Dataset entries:
----

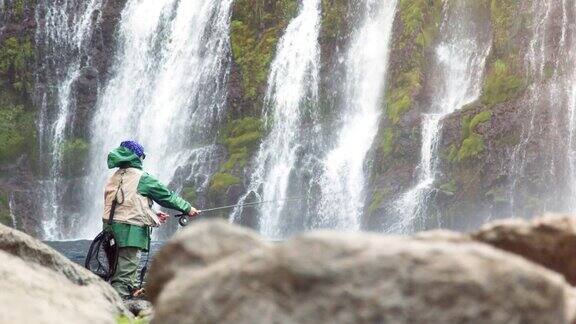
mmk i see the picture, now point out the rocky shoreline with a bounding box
[3,215,576,323]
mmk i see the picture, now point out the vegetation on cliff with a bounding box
[230,0,298,107]
[0,99,35,164]
[376,0,444,166]
[448,111,492,162]
[0,191,11,226]
[209,117,263,194]
[0,2,37,168]
[479,0,526,108]
[386,0,444,124]
[0,36,34,95]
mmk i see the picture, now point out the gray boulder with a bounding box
[150,221,573,324]
[472,215,576,285]
[0,224,129,323]
[146,219,267,303]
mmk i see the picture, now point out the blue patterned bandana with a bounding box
[120,140,146,159]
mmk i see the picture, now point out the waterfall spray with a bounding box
[231,0,321,239]
[35,0,102,240]
[390,1,491,233]
[509,0,576,216]
[313,0,398,231]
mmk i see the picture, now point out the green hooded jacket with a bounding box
[104,147,192,250]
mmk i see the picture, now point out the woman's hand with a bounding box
[188,207,200,217]
[157,211,169,224]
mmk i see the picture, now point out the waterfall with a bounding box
[80,0,232,238]
[313,0,397,230]
[389,1,491,233]
[231,0,322,239]
[564,1,576,210]
[510,0,576,215]
[35,0,102,240]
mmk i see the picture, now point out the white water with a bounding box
[563,1,576,210]
[81,0,232,238]
[313,0,398,230]
[35,0,102,240]
[509,0,576,215]
[231,0,322,239]
[390,1,491,233]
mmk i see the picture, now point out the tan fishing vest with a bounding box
[102,168,161,227]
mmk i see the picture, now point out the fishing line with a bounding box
[173,187,385,226]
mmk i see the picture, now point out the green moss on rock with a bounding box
[489,0,516,57]
[385,0,443,123]
[381,128,395,156]
[230,0,297,103]
[210,172,241,193]
[0,36,34,94]
[210,117,264,195]
[451,111,492,162]
[481,60,525,107]
[0,191,11,226]
[477,0,526,108]
[221,117,263,172]
[0,103,35,163]
[457,133,485,161]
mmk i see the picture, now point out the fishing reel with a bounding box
[174,213,191,227]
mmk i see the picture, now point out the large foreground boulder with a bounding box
[471,215,576,285]
[150,221,573,324]
[0,224,129,323]
[146,219,267,303]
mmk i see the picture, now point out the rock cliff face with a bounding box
[366,0,576,231]
[0,0,575,236]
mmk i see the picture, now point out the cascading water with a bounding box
[552,0,576,213]
[562,1,576,211]
[313,0,397,230]
[81,0,233,238]
[389,1,491,233]
[231,0,322,239]
[35,0,102,240]
[510,0,576,216]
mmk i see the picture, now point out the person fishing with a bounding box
[102,140,199,299]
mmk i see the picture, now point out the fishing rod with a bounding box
[173,186,392,227]
[174,196,308,226]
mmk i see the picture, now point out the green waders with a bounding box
[111,247,141,299]
[103,222,150,299]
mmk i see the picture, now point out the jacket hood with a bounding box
[107,146,143,169]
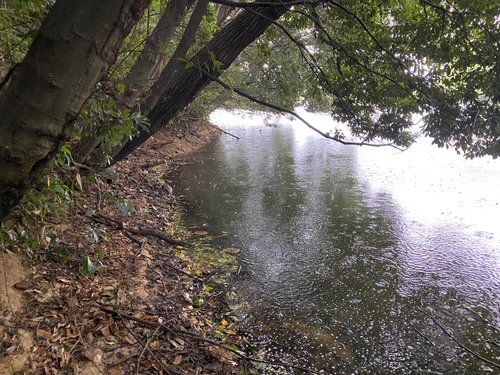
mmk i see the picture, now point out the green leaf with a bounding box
[82,255,97,276]
[159,41,165,53]
[222,71,233,93]
[116,202,135,216]
[80,108,89,123]
[185,62,193,69]
[116,82,125,94]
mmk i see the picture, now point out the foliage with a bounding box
[0,0,48,74]
[79,89,150,165]
[205,0,500,158]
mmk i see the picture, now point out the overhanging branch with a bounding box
[197,65,404,150]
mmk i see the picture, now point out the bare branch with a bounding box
[240,5,355,118]
[99,305,322,374]
[290,8,415,98]
[418,309,500,370]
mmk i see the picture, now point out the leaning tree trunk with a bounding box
[112,2,288,163]
[104,0,209,162]
[0,0,151,223]
[72,0,195,164]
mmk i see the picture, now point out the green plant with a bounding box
[80,94,150,165]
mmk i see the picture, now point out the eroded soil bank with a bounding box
[0,121,256,375]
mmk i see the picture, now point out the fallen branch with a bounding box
[451,293,500,335]
[156,253,201,280]
[418,309,500,370]
[409,323,435,346]
[215,126,240,139]
[92,214,192,247]
[99,305,321,374]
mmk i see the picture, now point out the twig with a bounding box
[93,214,192,247]
[107,350,139,367]
[419,309,500,370]
[100,305,322,374]
[156,253,201,280]
[451,293,500,335]
[118,314,174,375]
[216,126,240,139]
[124,230,142,246]
[147,260,168,294]
[136,324,162,375]
[409,323,435,346]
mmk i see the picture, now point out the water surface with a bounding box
[173,111,500,374]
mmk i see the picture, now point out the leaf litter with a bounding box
[0,123,259,375]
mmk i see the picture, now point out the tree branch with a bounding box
[209,0,324,7]
[290,8,415,98]
[99,305,322,374]
[326,0,408,72]
[420,0,477,16]
[197,64,405,150]
[240,5,355,118]
[419,309,500,370]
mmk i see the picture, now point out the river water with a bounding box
[173,111,500,374]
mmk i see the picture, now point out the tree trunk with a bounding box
[112,2,287,163]
[0,0,151,223]
[72,0,194,164]
[121,0,196,107]
[140,0,210,116]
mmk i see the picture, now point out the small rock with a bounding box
[14,280,31,290]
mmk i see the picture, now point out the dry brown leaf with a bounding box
[99,325,111,338]
[110,322,119,335]
[209,346,235,363]
[37,329,52,341]
[193,231,208,235]
[76,173,83,190]
[173,354,182,365]
[226,335,243,346]
[227,248,240,254]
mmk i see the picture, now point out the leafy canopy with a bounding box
[211,0,500,158]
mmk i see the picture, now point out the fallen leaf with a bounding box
[110,322,119,335]
[182,293,193,304]
[76,173,83,190]
[37,329,52,340]
[226,335,243,346]
[82,348,103,363]
[173,354,182,365]
[227,248,240,254]
[99,325,111,338]
[193,231,208,235]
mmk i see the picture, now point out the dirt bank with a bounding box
[0,120,252,375]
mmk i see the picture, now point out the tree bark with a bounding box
[121,0,196,108]
[103,0,209,162]
[0,0,151,223]
[72,0,195,164]
[112,1,287,163]
[141,0,210,116]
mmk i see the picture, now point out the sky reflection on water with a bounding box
[173,110,500,374]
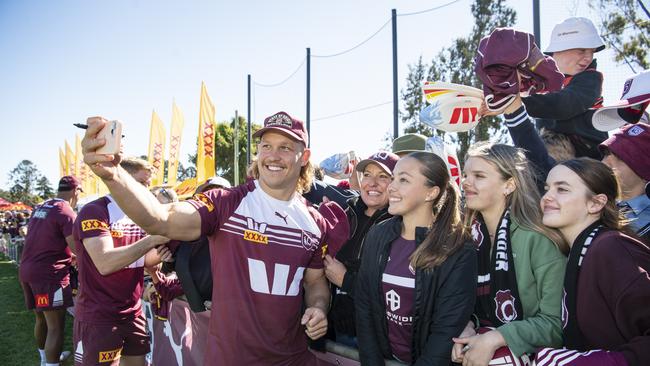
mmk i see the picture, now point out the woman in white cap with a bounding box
[451,142,567,365]
[520,17,609,159]
[535,158,650,366]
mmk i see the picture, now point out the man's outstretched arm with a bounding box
[81,116,201,241]
[83,234,169,276]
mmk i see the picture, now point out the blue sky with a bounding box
[0,0,637,190]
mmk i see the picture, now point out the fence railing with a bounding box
[1,235,24,264]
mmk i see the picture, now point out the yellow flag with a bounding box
[65,140,74,176]
[59,148,66,178]
[75,134,88,197]
[148,110,167,186]
[196,82,216,184]
[86,170,98,196]
[167,102,185,186]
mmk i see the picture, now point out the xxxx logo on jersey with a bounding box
[81,219,109,232]
[244,230,268,244]
[98,347,122,363]
[193,193,214,212]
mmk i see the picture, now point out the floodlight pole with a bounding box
[392,9,399,139]
[234,110,240,186]
[247,74,251,165]
[306,47,311,147]
[533,0,541,44]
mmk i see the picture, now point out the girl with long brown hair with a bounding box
[356,152,477,365]
[534,158,650,365]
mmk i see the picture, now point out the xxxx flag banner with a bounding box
[86,170,98,196]
[196,82,216,185]
[65,140,74,176]
[148,110,167,187]
[75,134,89,197]
[167,102,185,186]
[59,148,66,178]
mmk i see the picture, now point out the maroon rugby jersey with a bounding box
[188,180,330,366]
[382,237,417,364]
[19,198,76,283]
[73,195,147,324]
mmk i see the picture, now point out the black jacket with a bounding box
[330,196,392,336]
[355,217,477,365]
[522,59,607,159]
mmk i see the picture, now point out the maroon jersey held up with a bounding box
[73,196,147,324]
[19,198,76,284]
[188,180,331,366]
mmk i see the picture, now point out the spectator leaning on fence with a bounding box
[18,175,82,366]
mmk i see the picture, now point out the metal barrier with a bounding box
[6,237,24,264]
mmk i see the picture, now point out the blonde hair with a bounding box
[247,159,314,194]
[465,142,568,254]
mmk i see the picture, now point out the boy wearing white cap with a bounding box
[520,17,608,159]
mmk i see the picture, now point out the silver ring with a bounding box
[462,344,471,353]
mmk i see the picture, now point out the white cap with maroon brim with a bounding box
[593,70,650,131]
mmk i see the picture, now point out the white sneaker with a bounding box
[59,351,71,362]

----

> Exercise directions
Starting from the line holding "mmk i see the picture, now point out the white cap", restate the remaining lines of the data word for word, including the last.

> Written answer
mmk i see the picture, now point out the white cap with maroon brim with a bounding box
[593,70,650,131]
mmk i see the picture, now point out the white sneaker with a bounding box
[59,351,71,362]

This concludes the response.